### Your objective
Rewrite the listing below, swapping every "object_class" for "target_label" and leaving everything else the same.

[Records from a data collection]
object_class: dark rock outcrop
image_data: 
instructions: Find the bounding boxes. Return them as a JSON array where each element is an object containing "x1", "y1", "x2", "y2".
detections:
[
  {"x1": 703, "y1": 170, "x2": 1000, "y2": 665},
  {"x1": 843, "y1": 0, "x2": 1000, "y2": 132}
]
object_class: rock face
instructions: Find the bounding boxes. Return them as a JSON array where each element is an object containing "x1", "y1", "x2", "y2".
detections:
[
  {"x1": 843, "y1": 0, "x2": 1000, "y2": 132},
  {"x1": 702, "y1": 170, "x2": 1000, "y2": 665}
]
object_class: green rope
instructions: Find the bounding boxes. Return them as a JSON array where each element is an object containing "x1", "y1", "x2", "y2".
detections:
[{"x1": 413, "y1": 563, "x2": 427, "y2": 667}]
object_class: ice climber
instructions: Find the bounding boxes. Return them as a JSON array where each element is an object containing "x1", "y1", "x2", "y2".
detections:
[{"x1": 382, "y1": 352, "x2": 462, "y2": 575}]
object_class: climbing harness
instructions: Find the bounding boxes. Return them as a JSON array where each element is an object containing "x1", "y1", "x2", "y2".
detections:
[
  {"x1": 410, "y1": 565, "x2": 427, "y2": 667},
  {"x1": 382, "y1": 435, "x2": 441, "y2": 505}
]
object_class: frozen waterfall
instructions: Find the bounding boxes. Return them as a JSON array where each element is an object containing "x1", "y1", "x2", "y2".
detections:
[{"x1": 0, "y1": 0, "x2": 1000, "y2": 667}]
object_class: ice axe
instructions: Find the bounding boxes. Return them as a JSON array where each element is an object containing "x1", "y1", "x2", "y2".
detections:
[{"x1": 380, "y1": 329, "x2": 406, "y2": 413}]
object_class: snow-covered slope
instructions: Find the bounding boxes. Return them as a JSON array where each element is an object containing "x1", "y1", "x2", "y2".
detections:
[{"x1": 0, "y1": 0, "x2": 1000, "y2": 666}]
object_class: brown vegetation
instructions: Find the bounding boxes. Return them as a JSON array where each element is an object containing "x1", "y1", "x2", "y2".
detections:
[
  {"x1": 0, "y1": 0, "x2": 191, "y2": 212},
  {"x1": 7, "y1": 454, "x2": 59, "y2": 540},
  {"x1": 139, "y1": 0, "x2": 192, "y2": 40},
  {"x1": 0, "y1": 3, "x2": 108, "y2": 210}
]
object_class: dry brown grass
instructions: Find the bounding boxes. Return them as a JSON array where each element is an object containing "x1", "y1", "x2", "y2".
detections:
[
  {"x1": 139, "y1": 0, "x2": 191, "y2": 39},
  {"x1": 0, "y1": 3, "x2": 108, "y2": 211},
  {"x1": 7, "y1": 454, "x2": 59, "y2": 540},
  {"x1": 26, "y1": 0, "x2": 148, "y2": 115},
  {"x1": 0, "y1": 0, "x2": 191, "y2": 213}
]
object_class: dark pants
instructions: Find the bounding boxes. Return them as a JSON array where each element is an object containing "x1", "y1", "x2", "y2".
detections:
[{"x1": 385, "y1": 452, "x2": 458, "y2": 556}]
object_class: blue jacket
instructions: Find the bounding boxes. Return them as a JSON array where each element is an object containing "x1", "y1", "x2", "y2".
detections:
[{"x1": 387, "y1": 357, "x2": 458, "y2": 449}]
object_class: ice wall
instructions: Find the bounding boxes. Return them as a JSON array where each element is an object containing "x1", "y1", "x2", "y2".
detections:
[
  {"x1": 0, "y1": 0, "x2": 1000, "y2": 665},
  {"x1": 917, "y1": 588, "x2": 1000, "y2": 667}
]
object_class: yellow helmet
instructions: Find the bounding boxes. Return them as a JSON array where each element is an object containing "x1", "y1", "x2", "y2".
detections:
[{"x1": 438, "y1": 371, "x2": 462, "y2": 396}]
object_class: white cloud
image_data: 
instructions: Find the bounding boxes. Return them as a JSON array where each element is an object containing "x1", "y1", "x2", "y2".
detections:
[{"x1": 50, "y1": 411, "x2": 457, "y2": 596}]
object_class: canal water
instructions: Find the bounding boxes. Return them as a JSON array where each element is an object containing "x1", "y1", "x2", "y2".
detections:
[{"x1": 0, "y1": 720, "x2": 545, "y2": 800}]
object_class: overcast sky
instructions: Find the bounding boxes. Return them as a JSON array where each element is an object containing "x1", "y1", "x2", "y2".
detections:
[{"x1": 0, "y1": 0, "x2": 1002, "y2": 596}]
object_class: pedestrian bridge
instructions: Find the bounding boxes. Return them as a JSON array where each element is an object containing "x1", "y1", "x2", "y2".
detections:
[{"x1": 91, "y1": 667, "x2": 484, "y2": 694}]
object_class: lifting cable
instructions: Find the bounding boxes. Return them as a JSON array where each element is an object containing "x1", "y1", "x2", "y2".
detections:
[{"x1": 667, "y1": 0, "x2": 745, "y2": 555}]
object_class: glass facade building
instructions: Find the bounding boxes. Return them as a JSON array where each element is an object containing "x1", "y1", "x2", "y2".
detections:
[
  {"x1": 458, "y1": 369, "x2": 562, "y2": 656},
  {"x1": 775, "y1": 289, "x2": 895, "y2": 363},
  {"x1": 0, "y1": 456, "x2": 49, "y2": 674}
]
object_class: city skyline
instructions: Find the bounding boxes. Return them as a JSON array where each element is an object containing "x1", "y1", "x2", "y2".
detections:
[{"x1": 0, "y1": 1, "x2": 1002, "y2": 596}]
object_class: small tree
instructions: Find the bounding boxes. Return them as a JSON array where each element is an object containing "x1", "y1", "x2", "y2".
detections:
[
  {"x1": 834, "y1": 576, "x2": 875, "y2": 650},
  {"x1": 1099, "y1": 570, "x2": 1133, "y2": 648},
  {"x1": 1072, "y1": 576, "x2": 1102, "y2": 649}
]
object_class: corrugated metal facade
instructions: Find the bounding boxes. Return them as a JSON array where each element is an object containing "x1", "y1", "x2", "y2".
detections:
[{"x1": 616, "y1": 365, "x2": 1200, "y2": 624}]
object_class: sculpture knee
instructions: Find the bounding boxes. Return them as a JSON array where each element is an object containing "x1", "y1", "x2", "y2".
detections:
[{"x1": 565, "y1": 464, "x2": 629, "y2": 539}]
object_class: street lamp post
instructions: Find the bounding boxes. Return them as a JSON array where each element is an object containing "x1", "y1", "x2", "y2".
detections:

### Output for this exercise
target_label: dark rock outcrop
image_data: 
instructions: Find the bounding boxes. Return them as a JSON array where each element is an object containing "x1", "y1", "x2", "y2".
detections:
[
  {"x1": 703, "y1": 170, "x2": 1000, "y2": 665},
  {"x1": 843, "y1": 0, "x2": 1000, "y2": 132}
]
target_label: rock face
instructions: Find the bounding boxes. Return them as a JSON array where each element is an object containing "x1", "y1", "x2", "y2".
detections:
[
  {"x1": 843, "y1": 0, "x2": 1000, "y2": 132},
  {"x1": 702, "y1": 170, "x2": 1000, "y2": 665}
]
target_label: green rope
instructions: Find the bounding boxes. Return them as a JSON array where each element is an object containing "x1", "y1", "x2", "y2".
detections:
[{"x1": 413, "y1": 563, "x2": 427, "y2": 667}]
target_label: ice climber
instructions: Find the bounding boxes. Return them as a JSON array where each element is an object containing "x1", "y1", "x2", "y2".
detections:
[{"x1": 382, "y1": 352, "x2": 462, "y2": 575}]
target_label: climbing harness
instructions: Find the bounding boxes. Return them as a JSON array where each element is an object containing "x1", "y1", "x2", "y2".
detections:
[
  {"x1": 410, "y1": 565, "x2": 427, "y2": 667},
  {"x1": 382, "y1": 435, "x2": 441, "y2": 505}
]
target_label: frozen waterfall
instructions: Find the bounding boxes. Return them as a JSON array where each element is an object containing "x1", "y1", "x2", "y2".
detections:
[{"x1": 0, "y1": 0, "x2": 1000, "y2": 667}]
target_label: ice axe
instructions: Find the bounding boxes. Return them as a JSON array where each element is an object containing "x1", "y1", "x2", "y2".
detections:
[{"x1": 380, "y1": 329, "x2": 406, "y2": 413}]
target_label: snow-covered slope
instructions: Find the bounding boxes. Return them as a JSON array where each element is an object containing "x1", "y1", "x2", "y2".
detections:
[{"x1": 0, "y1": 0, "x2": 1000, "y2": 666}]
target_label: brown vegetation
instructions: Find the bounding boxes. Return them as a JSON array where each element is an object containing "x1", "y1", "x2", "y2".
detections:
[
  {"x1": 0, "y1": 0, "x2": 191, "y2": 212},
  {"x1": 7, "y1": 454, "x2": 59, "y2": 540},
  {"x1": 139, "y1": 0, "x2": 192, "y2": 40},
  {"x1": 0, "y1": 3, "x2": 108, "y2": 210}
]
target_label: dry brown grass
instructions: Find the bounding boxes. Return them as a JSON array where each element is an object containing "x1", "y1", "x2", "y2".
detections:
[
  {"x1": 139, "y1": 0, "x2": 191, "y2": 39},
  {"x1": 0, "y1": 3, "x2": 108, "y2": 211},
  {"x1": 7, "y1": 454, "x2": 59, "y2": 540},
  {"x1": 26, "y1": 0, "x2": 148, "y2": 115},
  {"x1": 0, "y1": 0, "x2": 191, "y2": 213}
]
target_label: dark pants
instructions: Find the bounding boxes. Return them as a JSON array where each element is an object containing "x1", "y1", "x2", "y2".
detections:
[{"x1": 385, "y1": 452, "x2": 458, "y2": 556}]
target_label: blue jacket
instructions: Find the bounding boxes. Return them as a JSON array where each element is an object containing "x1", "y1", "x2", "y2".
detections:
[{"x1": 387, "y1": 357, "x2": 458, "y2": 449}]
target_label: ice wall
instructions: Find the bounding boxes. Return them as a JSON array where each element is an object containing "x1", "y1", "x2", "y2".
detections:
[
  {"x1": 0, "y1": 0, "x2": 1000, "y2": 665},
  {"x1": 917, "y1": 588, "x2": 1000, "y2": 667}
]
target_label: yellow helmet
instructions: Find the bounding boxes. Return them as a JSON array where each element is an object containing "x1", "y1", "x2", "y2".
detections:
[{"x1": 438, "y1": 371, "x2": 462, "y2": 396}]
target_label: white cloud
image_data: 
instructions: Find the bounding boxes. Return them as a JSON array where each element is an object containing "x1", "y1", "x2", "y2".
detections:
[{"x1": 50, "y1": 411, "x2": 457, "y2": 596}]
target_label: canal water
instructions: Find the bounding boxes. Return them as a JSON array where each element is an object containing "x1", "y1", "x2", "y2".
detections:
[{"x1": 0, "y1": 720, "x2": 545, "y2": 800}]
target_label: overcast sky
instructions: Find the bounding boxes. Return them as a JSON array where each element is an object containing "x1", "y1", "x2", "y2".
detections:
[{"x1": 0, "y1": 0, "x2": 1002, "y2": 596}]
target_label: pedestrian bridge
instructions: Find the bounding boxes. Return them as a JSON array where each element is an object containing "x1", "y1", "x2", "y2".
detections:
[{"x1": 91, "y1": 667, "x2": 484, "y2": 694}]
target_label: lifting cable
instructions: Find the bounding boxes. Return them as a JSON array where each element is an object containing "x1", "y1", "x2", "y2".
detections:
[{"x1": 667, "y1": 0, "x2": 745, "y2": 555}]
target_label: glass facade building
instructions: Find the bounding boxes. Return them as a JSON array where each element is an object containing "x1", "y1", "x2", "y2".
detections:
[
  {"x1": 458, "y1": 369, "x2": 562, "y2": 656},
  {"x1": 775, "y1": 289, "x2": 895, "y2": 363},
  {"x1": 0, "y1": 456, "x2": 49, "y2": 674}
]
target_label: city skyline
instructions: Find the bounding boxes. Return them as a JSON array where each element is an object containing "x1", "y1", "x2", "y2".
detections:
[{"x1": 0, "y1": 1, "x2": 1002, "y2": 596}]
target_label: small tree
instructions: Find the bounding boxes. Return them as a JSON array where each element is an object containing "x1", "y1", "x2", "y2".
detections:
[
  {"x1": 834, "y1": 576, "x2": 875, "y2": 650},
  {"x1": 1099, "y1": 570, "x2": 1133, "y2": 648},
  {"x1": 1072, "y1": 576, "x2": 1102, "y2": 649}
]
target_label: corrugated metal facade
instructions: Find the bounding boxes. Return them as a JSON array where each element is an object containing "x1", "y1", "x2", "y2".
detections:
[{"x1": 616, "y1": 365, "x2": 1200, "y2": 624}]
target_label: sculpture knee
instructions: Find the bounding boxes. Return them as a JSON array where each element is an object containing "x1", "y1", "x2", "y2".
detections:
[{"x1": 565, "y1": 464, "x2": 629, "y2": 539}]
target_label: street lamp post
instructions: Find the bounding boxes. Return them as a JSON array where each element is an object containing "x1", "y1", "x2", "y2".
detections:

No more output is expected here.